John Cochrane, a well known financial economist and former president of the American Finance Association, last month wrote a blog post [0] reacting to a similar article in Bloomberg about the pricing of air ambulance services. If you want to see how bizarre the structure of our markets for healthcare services looks to an economist, I encourage you to read it.
I wonder if there’s a collection of this sort of article somewhere, all these journalistic accounts of ordinary people’s financially nightmarish encounters with the American market for healthcare. It feels like I’ve read dozens of them, and they’re all basically similar, not just in the facts they relate of each debacle, but also in their lack of insight into what’s really so fundamentally broken about our healthcare markets.
That's a superb article, and it makes some extremely valuable points.
It wouldn't be that hard to just take a bunch of tax money, and provide a bunch of health care. Or alternatively, provide a bunch of health insurance. But since the US isn't willing to do that, but does want the services, we get this.
There's no free lunch, and the harder you try and find one, the more warped (and, ultimately, expensive) it's going to end up being.

→ DATA FOR REVIEW
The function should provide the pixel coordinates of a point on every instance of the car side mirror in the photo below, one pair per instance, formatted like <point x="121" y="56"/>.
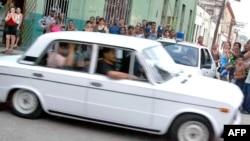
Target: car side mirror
<point x="206" y="66"/>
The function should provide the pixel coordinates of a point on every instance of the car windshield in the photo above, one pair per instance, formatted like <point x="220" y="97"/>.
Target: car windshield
<point x="182" y="54"/>
<point x="161" y="64"/>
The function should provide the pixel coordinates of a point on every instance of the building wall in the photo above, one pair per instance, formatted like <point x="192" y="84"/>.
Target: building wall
<point x="174" y="10"/>
<point x="151" y="10"/>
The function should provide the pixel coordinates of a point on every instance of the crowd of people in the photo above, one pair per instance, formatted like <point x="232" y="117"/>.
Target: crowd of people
<point x="233" y="66"/>
<point x="143" y="29"/>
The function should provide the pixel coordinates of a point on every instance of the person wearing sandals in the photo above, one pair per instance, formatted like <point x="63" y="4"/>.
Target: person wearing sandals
<point x="19" y="22"/>
<point x="11" y="28"/>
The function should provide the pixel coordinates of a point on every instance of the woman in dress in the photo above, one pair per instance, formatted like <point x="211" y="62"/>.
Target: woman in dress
<point x="11" y="28"/>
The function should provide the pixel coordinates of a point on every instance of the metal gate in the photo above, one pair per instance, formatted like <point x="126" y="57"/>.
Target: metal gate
<point x="61" y="7"/>
<point x="28" y="24"/>
<point x="116" y="9"/>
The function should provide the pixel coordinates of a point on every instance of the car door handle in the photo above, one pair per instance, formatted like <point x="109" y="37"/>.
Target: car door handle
<point x="96" y="84"/>
<point x="37" y="75"/>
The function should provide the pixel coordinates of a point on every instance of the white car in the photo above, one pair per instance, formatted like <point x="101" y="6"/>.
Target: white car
<point x="160" y="100"/>
<point x="190" y="57"/>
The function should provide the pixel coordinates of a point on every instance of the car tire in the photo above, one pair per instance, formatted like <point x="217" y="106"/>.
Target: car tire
<point x="25" y="103"/>
<point x="191" y="127"/>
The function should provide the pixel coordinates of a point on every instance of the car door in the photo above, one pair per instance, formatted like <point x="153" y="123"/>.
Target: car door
<point x="64" y="91"/>
<point x="206" y="64"/>
<point x="123" y="102"/>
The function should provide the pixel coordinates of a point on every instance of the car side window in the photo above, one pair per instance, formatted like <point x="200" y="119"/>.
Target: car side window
<point x="67" y="56"/>
<point x="122" y="61"/>
<point x="203" y="57"/>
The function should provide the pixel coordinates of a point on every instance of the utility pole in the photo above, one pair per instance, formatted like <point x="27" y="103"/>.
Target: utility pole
<point x="218" y="22"/>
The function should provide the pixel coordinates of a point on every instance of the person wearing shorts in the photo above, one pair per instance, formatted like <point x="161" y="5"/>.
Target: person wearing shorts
<point x="11" y="28"/>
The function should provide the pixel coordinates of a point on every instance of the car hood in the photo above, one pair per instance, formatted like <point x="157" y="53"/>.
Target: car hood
<point x="201" y="90"/>
<point x="9" y="58"/>
<point x="190" y="69"/>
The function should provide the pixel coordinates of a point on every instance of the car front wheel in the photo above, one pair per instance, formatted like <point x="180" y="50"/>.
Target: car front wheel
<point x="25" y="103"/>
<point x="191" y="128"/>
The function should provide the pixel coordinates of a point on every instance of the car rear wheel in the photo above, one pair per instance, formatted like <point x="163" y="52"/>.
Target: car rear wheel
<point x="25" y="103"/>
<point x="191" y="128"/>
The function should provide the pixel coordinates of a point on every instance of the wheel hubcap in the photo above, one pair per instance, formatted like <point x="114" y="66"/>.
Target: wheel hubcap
<point x="25" y="102"/>
<point x="193" y="131"/>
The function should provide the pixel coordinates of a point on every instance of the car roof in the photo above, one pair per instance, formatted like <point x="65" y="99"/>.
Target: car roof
<point x="181" y="42"/>
<point x="102" y="38"/>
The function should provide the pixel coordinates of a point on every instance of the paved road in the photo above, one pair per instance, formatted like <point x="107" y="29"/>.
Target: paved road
<point x="50" y="128"/>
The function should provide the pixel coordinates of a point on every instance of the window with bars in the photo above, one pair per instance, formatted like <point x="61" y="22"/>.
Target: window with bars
<point x="61" y="7"/>
<point x="116" y="9"/>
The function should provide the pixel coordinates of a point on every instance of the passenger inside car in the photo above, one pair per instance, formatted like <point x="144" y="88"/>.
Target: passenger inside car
<point x="65" y="56"/>
<point x="107" y="65"/>
<point x="191" y="57"/>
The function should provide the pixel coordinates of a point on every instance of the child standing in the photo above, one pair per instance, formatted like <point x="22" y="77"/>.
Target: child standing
<point x="224" y="61"/>
<point x="239" y="73"/>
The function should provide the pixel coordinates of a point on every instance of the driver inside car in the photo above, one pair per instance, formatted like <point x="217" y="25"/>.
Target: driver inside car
<point x="191" y="57"/>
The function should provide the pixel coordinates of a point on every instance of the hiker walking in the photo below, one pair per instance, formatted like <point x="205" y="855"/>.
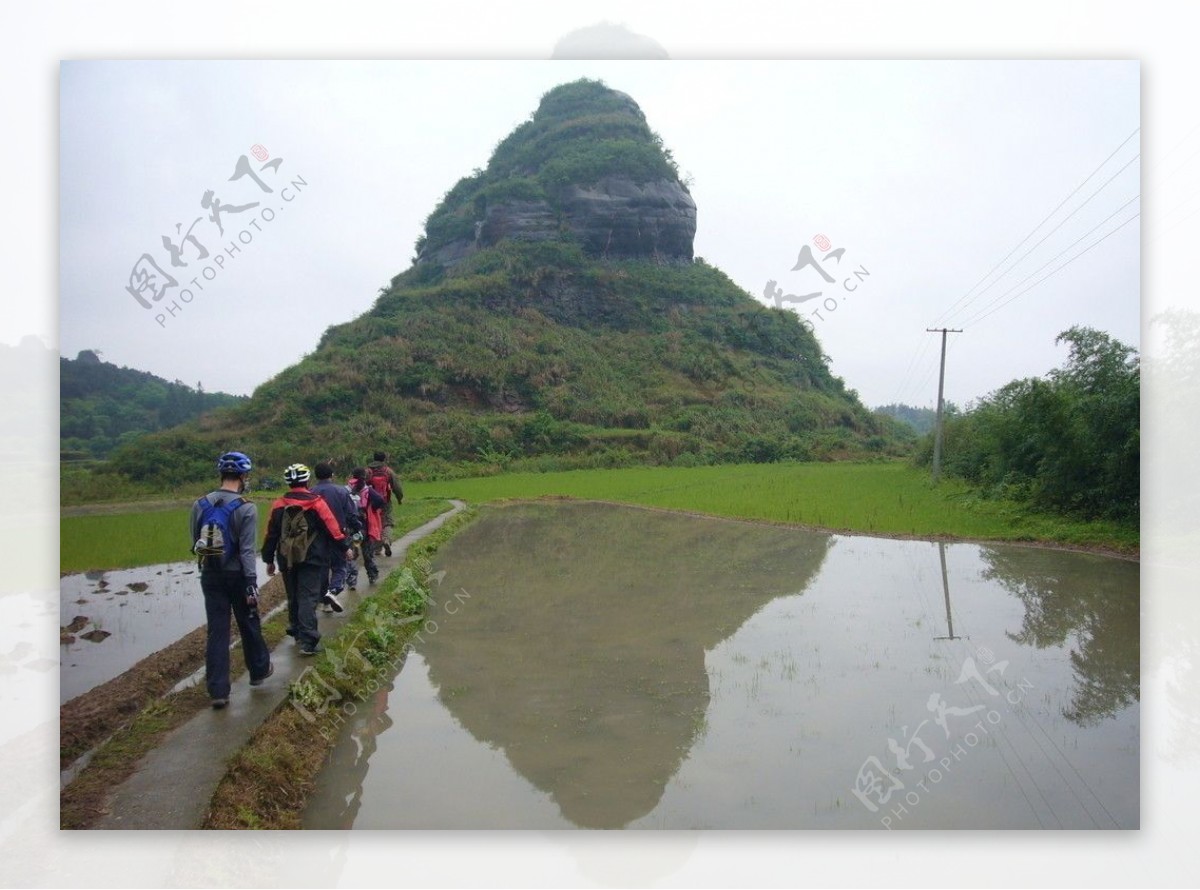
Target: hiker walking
<point x="371" y="503"/>
<point x="225" y="528"/>
<point x="341" y="504"/>
<point x="385" y="481"/>
<point x="301" y="537"/>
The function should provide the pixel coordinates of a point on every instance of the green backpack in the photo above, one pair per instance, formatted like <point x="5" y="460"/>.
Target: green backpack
<point x="295" y="535"/>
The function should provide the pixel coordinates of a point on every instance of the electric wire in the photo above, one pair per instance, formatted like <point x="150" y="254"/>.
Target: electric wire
<point x="1033" y="230"/>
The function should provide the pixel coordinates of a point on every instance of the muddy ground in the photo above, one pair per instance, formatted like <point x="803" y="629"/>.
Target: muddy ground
<point x="91" y="717"/>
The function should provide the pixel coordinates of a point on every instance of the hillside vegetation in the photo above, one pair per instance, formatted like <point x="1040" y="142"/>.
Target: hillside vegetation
<point x="1068" y="442"/>
<point x="535" y="352"/>
<point x="102" y="406"/>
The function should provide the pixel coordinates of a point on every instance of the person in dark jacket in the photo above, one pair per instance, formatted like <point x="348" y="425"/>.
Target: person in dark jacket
<point x="385" y="481"/>
<point x="301" y="519"/>
<point x="229" y="582"/>
<point x="371" y="505"/>
<point x="346" y="511"/>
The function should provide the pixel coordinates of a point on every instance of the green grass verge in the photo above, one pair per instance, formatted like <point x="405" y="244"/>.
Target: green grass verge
<point x="82" y="801"/>
<point x="149" y="536"/>
<point x="268" y="782"/>
<point x="883" y="498"/>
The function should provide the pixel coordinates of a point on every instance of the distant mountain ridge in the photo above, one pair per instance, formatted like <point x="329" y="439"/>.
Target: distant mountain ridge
<point x="102" y="406"/>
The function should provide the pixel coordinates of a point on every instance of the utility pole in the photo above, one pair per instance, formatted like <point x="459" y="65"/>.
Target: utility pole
<point x="941" y="386"/>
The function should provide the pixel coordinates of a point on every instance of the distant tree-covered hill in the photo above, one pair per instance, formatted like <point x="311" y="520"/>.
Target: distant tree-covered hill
<point x="102" y="406"/>
<point x="919" y="419"/>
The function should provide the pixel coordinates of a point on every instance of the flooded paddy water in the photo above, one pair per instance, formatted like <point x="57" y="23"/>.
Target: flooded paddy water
<point x="591" y="666"/>
<point x="113" y="619"/>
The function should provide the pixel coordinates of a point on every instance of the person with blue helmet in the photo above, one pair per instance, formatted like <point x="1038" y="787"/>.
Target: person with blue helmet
<point x="225" y="529"/>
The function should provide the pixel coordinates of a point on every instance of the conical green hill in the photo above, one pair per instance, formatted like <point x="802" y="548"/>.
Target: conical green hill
<point x="553" y="317"/>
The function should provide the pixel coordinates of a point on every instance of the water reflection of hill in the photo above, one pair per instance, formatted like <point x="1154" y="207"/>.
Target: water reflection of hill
<point x="581" y="648"/>
<point x="1098" y="608"/>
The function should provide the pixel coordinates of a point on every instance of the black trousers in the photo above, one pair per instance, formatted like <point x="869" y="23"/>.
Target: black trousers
<point x="225" y="595"/>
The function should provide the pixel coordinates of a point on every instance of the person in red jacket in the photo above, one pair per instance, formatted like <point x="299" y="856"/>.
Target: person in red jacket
<point x="301" y="539"/>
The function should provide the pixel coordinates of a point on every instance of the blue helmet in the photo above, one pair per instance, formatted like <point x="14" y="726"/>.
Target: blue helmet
<point x="233" y="462"/>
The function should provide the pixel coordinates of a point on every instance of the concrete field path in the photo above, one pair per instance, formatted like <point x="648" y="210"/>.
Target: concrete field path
<point x="173" y="785"/>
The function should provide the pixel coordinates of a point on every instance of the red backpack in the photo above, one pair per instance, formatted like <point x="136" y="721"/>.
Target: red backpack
<point x="381" y="480"/>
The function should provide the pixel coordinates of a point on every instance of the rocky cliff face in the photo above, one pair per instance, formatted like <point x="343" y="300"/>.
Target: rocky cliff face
<point x="589" y="170"/>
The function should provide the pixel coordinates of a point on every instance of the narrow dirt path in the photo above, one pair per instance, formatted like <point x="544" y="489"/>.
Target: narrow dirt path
<point x="171" y="787"/>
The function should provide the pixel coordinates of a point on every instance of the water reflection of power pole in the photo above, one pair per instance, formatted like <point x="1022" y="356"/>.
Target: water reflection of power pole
<point x="946" y="589"/>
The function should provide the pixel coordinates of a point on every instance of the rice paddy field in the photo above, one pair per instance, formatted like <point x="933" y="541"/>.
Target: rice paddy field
<point x="891" y="499"/>
<point x="141" y="536"/>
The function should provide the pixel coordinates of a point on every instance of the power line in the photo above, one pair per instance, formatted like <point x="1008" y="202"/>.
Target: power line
<point x="1055" y="271"/>
<point x="1056" y="256"/>
<point x="1063" y="222"/>
<point x="1043" y="222"/>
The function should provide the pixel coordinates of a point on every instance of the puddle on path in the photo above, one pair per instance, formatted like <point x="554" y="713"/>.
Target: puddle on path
<point x="610" y="667"/>
<point x="109" y="620"/>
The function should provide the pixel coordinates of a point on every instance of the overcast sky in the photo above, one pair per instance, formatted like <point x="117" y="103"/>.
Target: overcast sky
<point x="927" y="173"/>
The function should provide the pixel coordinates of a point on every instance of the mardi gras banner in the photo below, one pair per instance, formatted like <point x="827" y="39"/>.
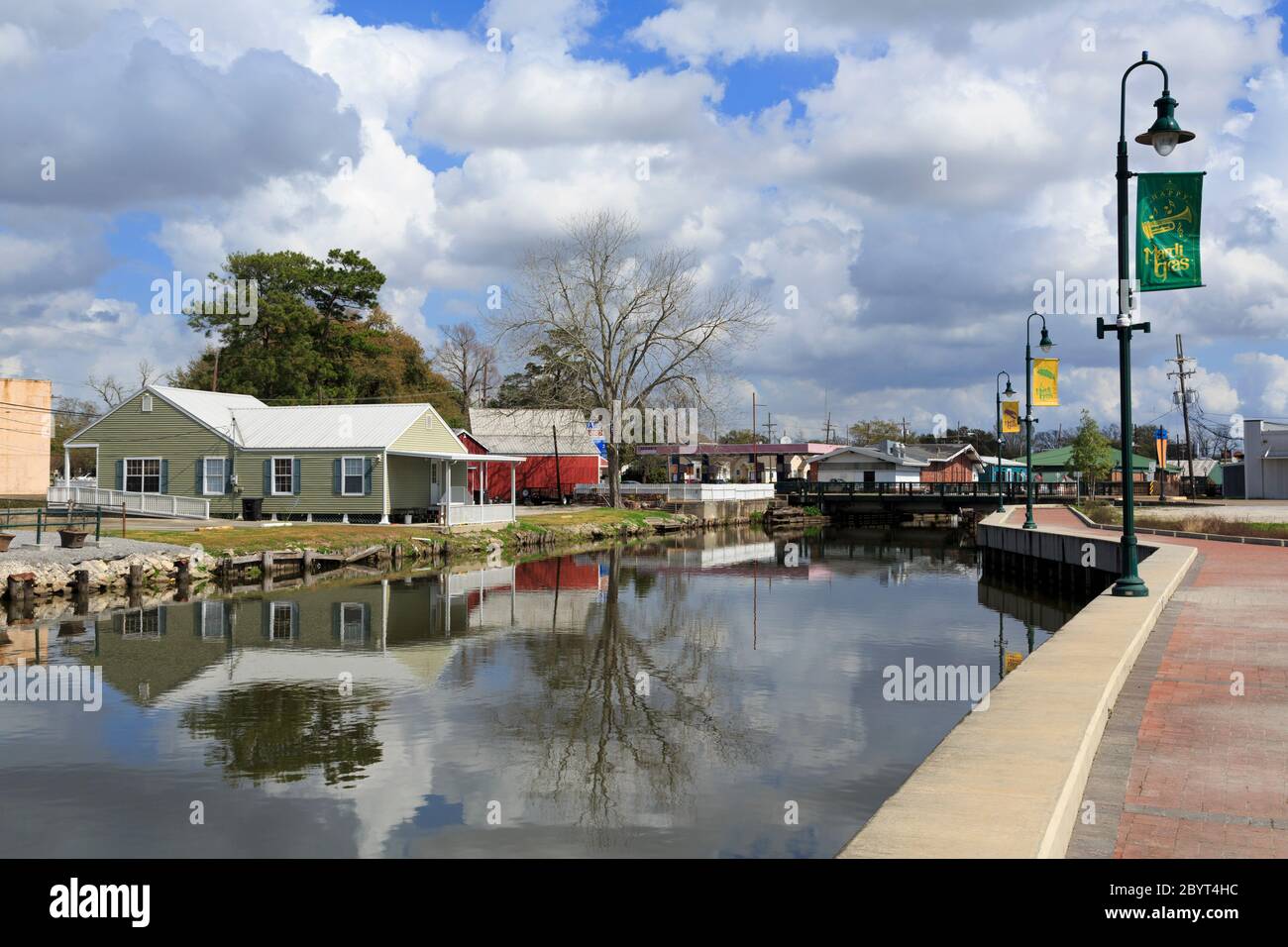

→ AIM OF THE TASK
In the text about American healthcare markets, which organization did John Cochrane formerly lead as president? The records aren't needed for this work.

→ EXERCISE RESPONSE
The American Finance Association.